◆ **Exercice court 1**:
Résumez en deux phrases l'extrait sur les haies.
◆ **Exercice court 2**:
Poursuivez l'extrait sur les haies fruitières à partir de sa dernière phrase, sans la reprendre.

◆ **Extrait source**:

------------------------------

Des arbres ou arbustes non épineux, proposés pour exemple.

S’il ne s’agit que de se clorre, que d’empêcher les hommes & les animaux d’entrer dans nos possessions, il n’y a pas à balancer, les haies fruitières sont préférables à toutes les autres, puisqu’elles sont utiles & comme clôture & comme productives ; celles faites avec des arbres & des arbustes sans fruits mangeables, sont simplement des haies défensives, dont le feuillage de quelques-unes peut cependant servir de nourriture d’hiver aux bestiaux.

§. I. Des Haies fruitières.

J’appelle de ce nom, celles plantées en pommiers, poiriers, coignassiers, néfliers, sorbiers, pruniers & même abricotiers ; le pêcher & le cerisier me paroissent peu propres à cette destination. La gomme, la cloque, le blanc, épuisent trop promptement le premier, il n’est pas assez vigoureux pour se prêter à ce qu’on exigeroit de lui ; enfin, son éducation, confiée à des mains peu exercées, sera mauvaise, & sa courte existence dégoûtera bientôt de son emploi dans les haies. Le cerisier, quoique indigène à la France, a conservé un certain caractère sauvage qui lui fait supporter impatiemment la taille & les espèces de greffes que les haies demandent, & dont on parlera dans le Chapitre suivant.

Le noyer jouit du triple mérite de bien clorre, de donner du fruit & d’avoir des feuilles que les troupeaux respectent.

------------------------------

◆ **Données fournies**:
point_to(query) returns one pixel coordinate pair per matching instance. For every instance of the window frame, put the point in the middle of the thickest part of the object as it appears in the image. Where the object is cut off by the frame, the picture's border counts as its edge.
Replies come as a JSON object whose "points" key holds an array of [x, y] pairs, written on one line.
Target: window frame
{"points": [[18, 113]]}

------------------------------

◆ **Résultat obtenu 1**:
Pour clore un terrain, les haies fruitières sont préférables aux autres, car elles servent à la fois de clôture et de source de fruits, tandis que celles qui ne portent pas de fruits mangeables sont seulement défensives. Le texte range parmi les haies fruitières celles de pommiers, de poiriers, de cognassiers, de néfliers, de sorbiers, de pruniers et même d'abricotiers, mais juge le pêcher et le cerisier peu propres à cet usage.

◆ **Résultat obtenu 2**:
L’amandier fait de bonnes haies si on sait les conduire, & si on empêche le plant de s’élever perpendiculairement, & par conséquent de se dépouiller des petites branches par le bas.

Le noisetier, quoique très-facile à manier en apparence, ne l’est que par des soins assidus, parce qu’il pousse sans cesse des rejets de ses racines, & ses nouvelles tiges épuisent les anciennes, dès qu’elles sont parvenues à une certaine élévation, à moins qu’on ait eu l’attention ou de les supprimer, ou de les croiser avec les autres, & en cas de besoin de s’en servir pour les suppléer lors de leur caducité.

Le coignassier est un arbre excellent, il se prête à toutes les formes, & se garnit supérieurement.

Règle générale, en fait de fruits à noyaux, les pruniers de race vigoureuse, & qui se chargent naturellement de gros & bon bois, sont à préférer à tous les autres ; l’abricotier vient ensuite, surtout pour les provinces méridionales, ainsi que l’amandier ; tous arbres à fruits à pépins qui végètent avec force, sont utiles, & forment d’excellentes haies.

Il me semble voir la surprise de mon lecteur, & l’entendre critiquer ces assertions. Qu’il daigne ne pas me condamner sans m’entendre, & qu’il ne se hâte pas de prononcer avant que, des expériences bien faites l’aient mis dans le cas de juger avec connoissance de cause.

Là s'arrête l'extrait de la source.